### What to produce
Apart from the pictures, return every line of the listing exactly.

### Material shown
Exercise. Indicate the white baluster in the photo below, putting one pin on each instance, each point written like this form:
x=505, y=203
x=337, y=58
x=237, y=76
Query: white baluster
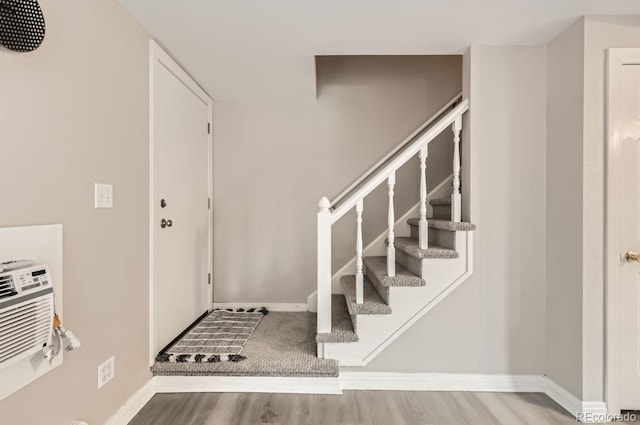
x=456, y=197
x=423, y=225
x=391, y=252
x=359, y=264
x=324, y=267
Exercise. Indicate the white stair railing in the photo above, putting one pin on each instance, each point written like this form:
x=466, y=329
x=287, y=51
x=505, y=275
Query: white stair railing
x=385, y=169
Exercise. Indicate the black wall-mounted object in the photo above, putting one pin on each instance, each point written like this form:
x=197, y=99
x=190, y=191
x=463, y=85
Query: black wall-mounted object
x=22, y=25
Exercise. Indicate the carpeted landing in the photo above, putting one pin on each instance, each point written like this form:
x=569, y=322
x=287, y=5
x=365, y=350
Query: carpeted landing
x=283, y=344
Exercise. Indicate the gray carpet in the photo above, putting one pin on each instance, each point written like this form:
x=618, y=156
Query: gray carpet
x=282, y=345
x=341, y=324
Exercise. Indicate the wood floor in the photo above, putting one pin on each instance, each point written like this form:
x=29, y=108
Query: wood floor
x=353, y=407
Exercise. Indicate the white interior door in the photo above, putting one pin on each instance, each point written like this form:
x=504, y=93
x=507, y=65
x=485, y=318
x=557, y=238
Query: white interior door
x=623, y=229
x=180, y=200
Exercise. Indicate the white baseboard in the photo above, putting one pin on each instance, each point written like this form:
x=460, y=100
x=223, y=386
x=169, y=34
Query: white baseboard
x=585, y=411
x=134, y=404
x=246, y=384
x=361, y=381
x=477, y=383
x=268, y=306
x=440, y=382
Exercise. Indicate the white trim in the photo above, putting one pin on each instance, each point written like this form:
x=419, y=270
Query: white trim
x=388, y=381
x=159, y=56
x=443, y=189
x=468, y=238
x=268, y=306
x=564, y=398
x=440, y=382
x=247, y=384
x=134, y=404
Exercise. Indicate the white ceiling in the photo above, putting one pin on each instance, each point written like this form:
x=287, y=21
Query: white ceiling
x=240, y=49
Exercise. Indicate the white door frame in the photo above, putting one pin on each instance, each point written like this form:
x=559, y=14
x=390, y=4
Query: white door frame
x=158, y=57
x=615, y=59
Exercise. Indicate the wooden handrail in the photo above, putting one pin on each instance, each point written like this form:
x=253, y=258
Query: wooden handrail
x=337, y=200
x=399, y=160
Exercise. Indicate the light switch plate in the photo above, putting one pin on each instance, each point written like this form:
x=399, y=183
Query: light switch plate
x=106, y=371
x=103, y=195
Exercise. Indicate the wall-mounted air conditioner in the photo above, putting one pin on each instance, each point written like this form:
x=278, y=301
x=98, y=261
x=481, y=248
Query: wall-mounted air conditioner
x=26, y=313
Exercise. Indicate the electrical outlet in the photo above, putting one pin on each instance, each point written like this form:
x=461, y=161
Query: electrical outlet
x=106, y=371
x=103, y=195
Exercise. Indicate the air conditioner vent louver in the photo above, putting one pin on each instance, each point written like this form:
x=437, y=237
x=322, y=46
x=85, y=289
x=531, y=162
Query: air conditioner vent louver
x=7, y=288
x=26, y=325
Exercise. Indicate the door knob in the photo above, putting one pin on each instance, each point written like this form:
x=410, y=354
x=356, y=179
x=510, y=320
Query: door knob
x=632, y=256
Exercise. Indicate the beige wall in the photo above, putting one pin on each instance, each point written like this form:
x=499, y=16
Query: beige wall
x=576, y=200
x=564, y=236
x=273, y=162
x=494, y=322
x=75, y=112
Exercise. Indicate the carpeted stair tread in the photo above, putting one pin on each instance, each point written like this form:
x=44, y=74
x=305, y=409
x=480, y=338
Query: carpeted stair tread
x=403, y=277
x=440, y=201
x=436, y=223
x=411, y=247
x=341, y=326
x=372, y=301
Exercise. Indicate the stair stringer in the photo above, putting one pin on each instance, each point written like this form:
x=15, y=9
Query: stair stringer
x=408, y=304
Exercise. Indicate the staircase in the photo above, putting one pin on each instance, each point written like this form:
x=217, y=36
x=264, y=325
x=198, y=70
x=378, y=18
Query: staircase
x=387, y=294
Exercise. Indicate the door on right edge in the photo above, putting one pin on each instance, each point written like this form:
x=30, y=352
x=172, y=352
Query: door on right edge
x=624, y=225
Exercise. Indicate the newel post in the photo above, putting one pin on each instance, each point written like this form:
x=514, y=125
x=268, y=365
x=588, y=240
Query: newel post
x=324, y=266
x=423, y=232
x=359, y=263
x=456, y=197
x=391, y=222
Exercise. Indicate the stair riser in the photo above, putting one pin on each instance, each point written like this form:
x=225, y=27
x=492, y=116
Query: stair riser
x=443, y=238
x=382, y=290
x=442, y=211
x=413, y=264
x=354, y=322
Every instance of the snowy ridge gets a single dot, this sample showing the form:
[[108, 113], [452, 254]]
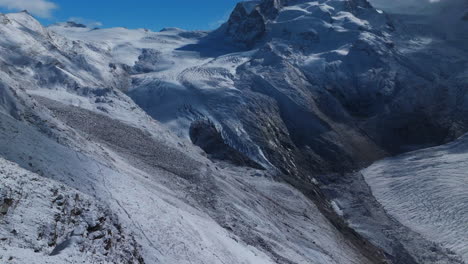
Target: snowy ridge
[[427, 191], [303, 89], [179, 207]]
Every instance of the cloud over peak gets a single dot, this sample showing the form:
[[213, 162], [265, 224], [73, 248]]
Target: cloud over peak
[[41, 8]]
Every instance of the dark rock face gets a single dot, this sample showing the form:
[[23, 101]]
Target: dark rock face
[[244, 27], [204, 134]]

### Response below
Exercise. Indicate the white baluster in the photo below, putting one pin on each instance, each point written like this form:
x=505, y=203
x=337, y=58
x=237, y=76
Query: white baluster
x=456, y=197
x=423, y=225
x=391, y=252
x=359, y=264
x=324, y=267
Exercise. Indicate the white stair railing in the photo above, putting one pin on each instance, each point written like this form:
x=466, y=329
x=287, y=51
x=505, y=275
Query: white stair railing
x=385, y=169
Exercise. Indicate the black wall-mounted object in the photo above, putting one pin on each instance, each point written like this form:
x=197, y=99
x=190, y=191
x=463, y=85
Query: black wall-mounted object
x=22, y=25
Exercise. Indicate the carpeted landing in the photo above, putting one pin on each instance, each point written like this form:
x=569, y=322
x=287, y=5
x=365, y=350
Query: carpeted landing
x=283, y=344
Exercise. Indicate the gray carpet in the photo above, putting one pin on each instance, each point written like this form:
x=618, y=156
Query: gray carpet
x=282, y=345
x=341, y=324
Exercise. Indicate the wood floor in the photo above, putting one pin on each instance, each point written like this form:
x=29, y=108
Query: wood floor
x=353, y=407
Exercise. Indicate the white interior door in the photo above, putting one pin on each instance, each point written like this form:
x=504, y=93
x=507, y=65
x=485, y=318
x=557, y=238
Query: white interior door
x=623, y=229
x=180, y=200
Exercise. Indicate the white baseboard in the photo above, putting one pin on each instance, each point written like this form:
x=460, y=100
x=223, y=386
x=169, y=34
Query: white baseboard
x=585, y=411
x=134, y=404
x=246, y=384
x=361, y=381
x=477, y=383
x=268, y=306
x=440, y=382
Exercise. Indicate the white trim in the photo above, putting one pin on each instance, each point written like this form:
x=419, y=270
Query: white trim
x=388, y=381
x=159, y=56
x=443, y=189
x=468, y=238
x=268, y=306
x=564, y=398
x=440, y=382
x=247, y=384
x=134, y=404
Exercise. Indicate the white ceiling in the photo above, putting one pin on each instance, each point written like this form:
x=287, y=21
Query: white ceiling
x=240, y=49
Exercise. Indicate the white door frame in the photo above, putting one pin on each instance, each point written like this form:
x=559, y=14
x=390, y=4
Query: white door frame
x=158, y=57
x=615, y=59
Exercise. Indicate the wooden handrail in the photo above, putting one pin on each instance, each point written like this form:
x=253, y=258
Query: wooden handrail
x=337, y=200
x=399, y=160
Exercise. Indicate the light switch plate in the photo above, putting one pin on each instance, each point written like this form:
x=399, y=183
Query: light switch plate
x=106, y=371
x=103, y=195
Exercise. Indicate the wall-mounted air conditioner in the photo above, putting one pin on each instance, each point written like this form:
x=278, y=301
x=98, y=261
x=481, y=248
Query: wall-mounted air conditioner
x=26, y=313
Exercise. Indicate the electrical outlet in the photo above, putting one pin on each instance, each point written like this form:
x=461, y=161
Query: electrical outlet
x=106, y=371
x=103, y=195
Exercise. Indicate the air conditioner vent louver in the photo above, putting one pin on each instance, each point written like this form:
x=437, y=237
x=322, y=46
x=85, y=289
x=531, y=162
Query: air conditioner vent louver
x=7, y=288
x=26, y=325
Exercise. Indicate the door knob in the photo above, putting one pin on each instance, each point written like this form:
x=410, y=354
x=356, y=179
x=510, y=320
Query: door knob
x=632, y=256
Exercise. Indicate the beige wall in the photo above, putting one pin on each instance, each point written like this form:
x=499, y=16
Query: beige wall
x=576, y=200
x=564, y=236
x=273, y=162
x=494, y=322
x=75, y=112
Exercise. Indicate the carpeted stair tread in the photo above, putting one pin on each instance, each point written like this form:
x=44, y=74
x=305, y=409
x=480, y=338
Query: carpeted stair tread
x=403, y=277
x=440, y=201
x=436, y=223
x=411, y=247
x=341, y=326
x=372, y=301
Exercise. Indicate the stair stringer in the photo above, putting one pin on each instance, each point written like this form:
x=15, y=9
Query: stair stringer
x=408, y=304
Exercise. Indicate the staircase in the photo above, putting one pin on each instance, each point written like this form:
x=217, y=36
x=264, y=325
x=198, y=70
x=378, y=18
Query: staircase
x=387, y=294
Exercise. Indicate the door on right edge in the photo above, putting one pin on each instance, each point written like this form:
x=30, y=352
x=172, y=352
Query: door on right edge
x=624, y=225
Exercise. Indicate the newel post in the photo above, putting one pin on each instance, each point written like this form:
x=514, y=125
x=268, y=365
x=588, y=240
Query: newel post
x=324, y=266
x=423, y=232
x=359, y=263
x=456, y=197
x=391, y=222
Exercise. Indicate the stair riser in the photo above, putting one pin on each instance, each point written like this form:
x=225, y=27
x=492, y=116
Query: stair riser
x=443, y=238
x=382, y=290
x=442, y=211
x=413, y=264
x=354, y=322
Every instance of the snowy ridge gets a single dot, this sample showing the form:
[[108, 113], [452, 254]]
Target: snowy ridge
[[427, 191], [303, 89], [179, 207]]
Every instance of the cloud over peak gets a single dot, this sample showing the form:
[[213, 162], [265, 224], [73, 248]]
Target: cloud over peak
[[41, 8]]
Every instance of the dark rock face gets a single dot, this sample showing the form:
[[23, 101]]
Target: dark rock face
[[244, 27], [204, 134]]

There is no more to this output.